» Extracted information

-----

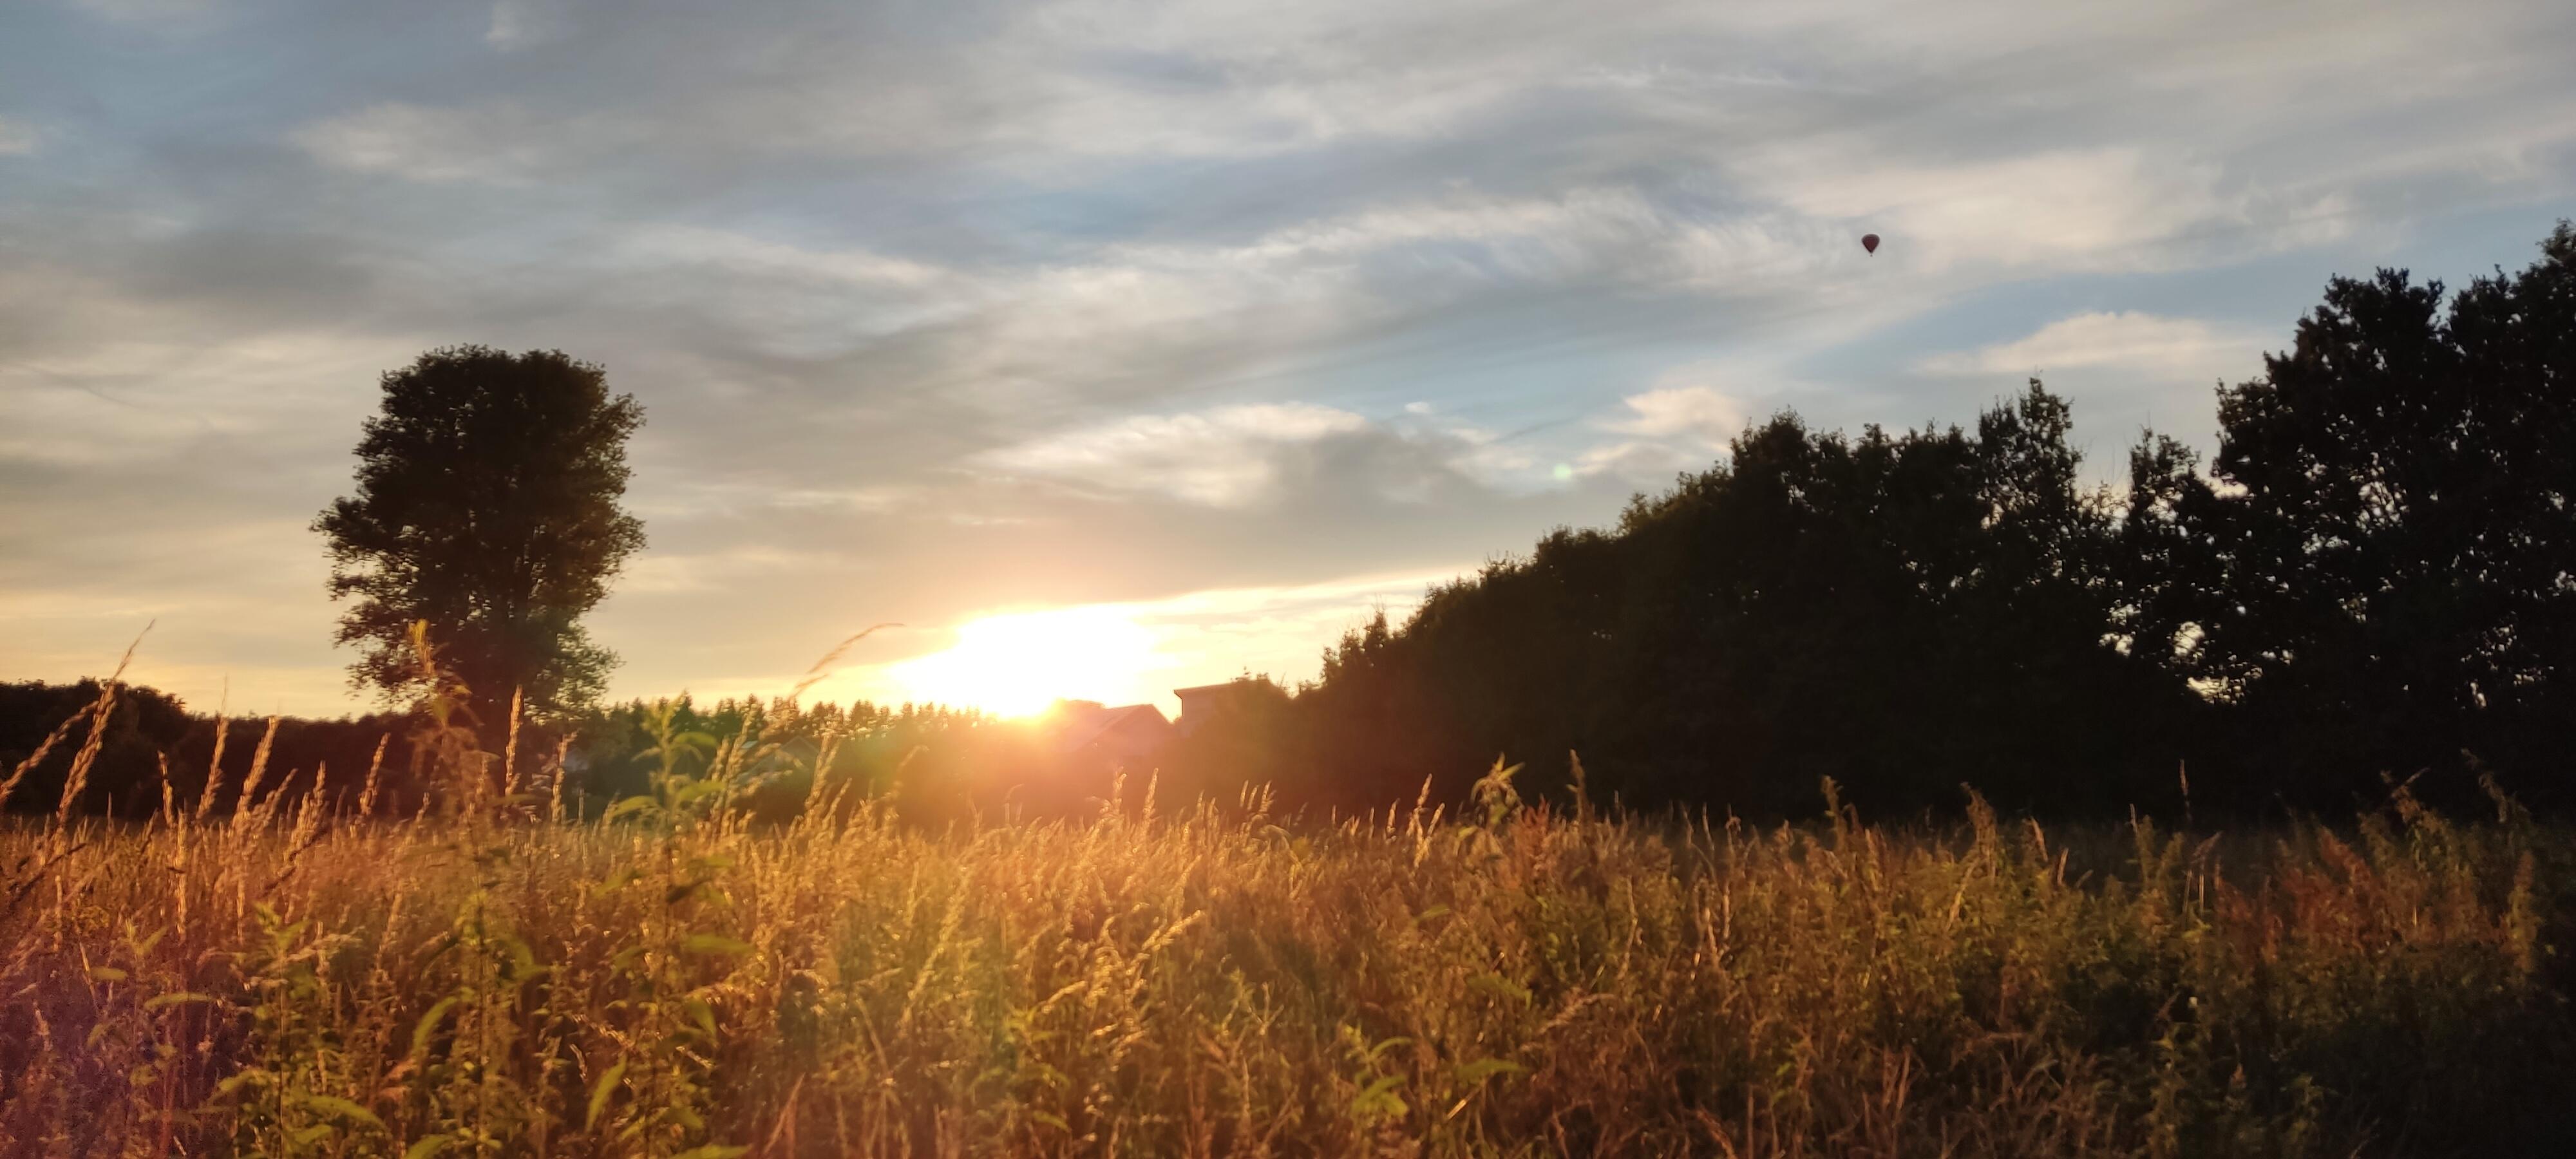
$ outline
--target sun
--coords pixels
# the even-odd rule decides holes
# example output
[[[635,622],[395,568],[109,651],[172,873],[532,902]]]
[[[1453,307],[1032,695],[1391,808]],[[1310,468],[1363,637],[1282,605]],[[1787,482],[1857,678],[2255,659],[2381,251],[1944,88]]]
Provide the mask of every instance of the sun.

-----

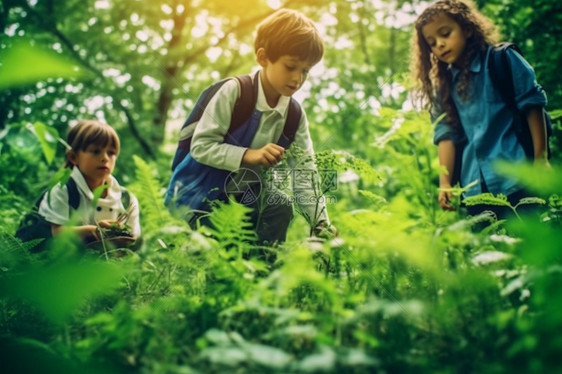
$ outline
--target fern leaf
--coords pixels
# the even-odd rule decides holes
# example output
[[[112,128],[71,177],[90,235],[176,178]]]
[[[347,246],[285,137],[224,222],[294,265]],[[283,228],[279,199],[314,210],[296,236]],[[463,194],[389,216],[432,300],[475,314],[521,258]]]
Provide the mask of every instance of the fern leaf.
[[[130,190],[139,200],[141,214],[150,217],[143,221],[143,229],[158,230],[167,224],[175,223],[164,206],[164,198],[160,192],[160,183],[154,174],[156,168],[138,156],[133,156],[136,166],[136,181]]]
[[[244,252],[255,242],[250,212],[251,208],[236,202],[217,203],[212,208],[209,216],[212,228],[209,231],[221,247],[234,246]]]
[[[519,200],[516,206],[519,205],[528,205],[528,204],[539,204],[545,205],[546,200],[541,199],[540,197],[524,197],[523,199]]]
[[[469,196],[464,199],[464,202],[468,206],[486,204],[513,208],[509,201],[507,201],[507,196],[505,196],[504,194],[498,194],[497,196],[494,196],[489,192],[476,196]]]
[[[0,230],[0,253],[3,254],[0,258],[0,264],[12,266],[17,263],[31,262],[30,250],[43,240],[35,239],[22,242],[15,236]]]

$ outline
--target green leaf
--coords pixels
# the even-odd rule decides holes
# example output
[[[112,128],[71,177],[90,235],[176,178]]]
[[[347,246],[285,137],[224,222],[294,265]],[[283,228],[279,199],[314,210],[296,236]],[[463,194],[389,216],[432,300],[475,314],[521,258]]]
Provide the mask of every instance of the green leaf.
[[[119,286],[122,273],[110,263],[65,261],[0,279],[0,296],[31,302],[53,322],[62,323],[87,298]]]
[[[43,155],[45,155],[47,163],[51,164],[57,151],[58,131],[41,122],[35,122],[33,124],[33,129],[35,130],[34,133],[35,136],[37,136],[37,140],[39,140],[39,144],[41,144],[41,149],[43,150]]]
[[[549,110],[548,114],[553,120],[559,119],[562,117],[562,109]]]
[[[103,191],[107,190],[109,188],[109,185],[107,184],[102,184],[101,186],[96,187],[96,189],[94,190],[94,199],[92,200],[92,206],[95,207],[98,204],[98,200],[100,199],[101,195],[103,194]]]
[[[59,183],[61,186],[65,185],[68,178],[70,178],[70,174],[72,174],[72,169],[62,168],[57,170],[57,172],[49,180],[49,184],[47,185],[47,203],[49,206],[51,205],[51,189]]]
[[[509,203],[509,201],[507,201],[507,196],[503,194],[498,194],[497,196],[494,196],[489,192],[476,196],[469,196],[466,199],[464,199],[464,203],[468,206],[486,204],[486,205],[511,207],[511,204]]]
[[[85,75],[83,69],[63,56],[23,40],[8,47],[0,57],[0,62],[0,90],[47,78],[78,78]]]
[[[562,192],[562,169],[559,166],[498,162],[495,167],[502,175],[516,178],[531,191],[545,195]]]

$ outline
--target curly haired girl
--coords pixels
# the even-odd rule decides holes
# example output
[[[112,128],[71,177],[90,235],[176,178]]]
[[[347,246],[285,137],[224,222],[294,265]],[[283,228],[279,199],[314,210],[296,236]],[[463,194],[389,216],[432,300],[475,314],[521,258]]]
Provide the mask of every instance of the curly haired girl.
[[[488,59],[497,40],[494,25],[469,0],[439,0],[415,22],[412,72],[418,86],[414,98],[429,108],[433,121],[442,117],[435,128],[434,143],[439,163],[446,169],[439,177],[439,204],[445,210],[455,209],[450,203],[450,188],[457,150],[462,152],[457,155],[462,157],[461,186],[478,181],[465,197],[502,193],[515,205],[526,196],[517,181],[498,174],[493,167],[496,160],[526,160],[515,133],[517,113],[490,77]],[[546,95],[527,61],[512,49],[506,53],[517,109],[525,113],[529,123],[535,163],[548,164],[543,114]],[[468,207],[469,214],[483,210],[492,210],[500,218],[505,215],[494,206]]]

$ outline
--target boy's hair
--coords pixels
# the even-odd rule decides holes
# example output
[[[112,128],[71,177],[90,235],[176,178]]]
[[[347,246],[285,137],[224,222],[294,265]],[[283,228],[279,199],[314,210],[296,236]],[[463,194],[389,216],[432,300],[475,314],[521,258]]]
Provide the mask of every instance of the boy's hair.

-----

Output the material above exactly, but only from the line that carries "[[[635,622],[395,568],[109,651],[172,873],[532,902]]]" through the line that carries "Provide the mask of every instance of the sun.".

[[[635,622],[395,568],[109,651],[172,873],[532,902]]]
[[[1453,307],[1032,695],[1391,808]],[[1310,468],[1363,637],[1282,605]],[[1787,482],[1857,678],[2255,659],[2381,251],[1944,88]]]
Provide the mask of every instance of the sun.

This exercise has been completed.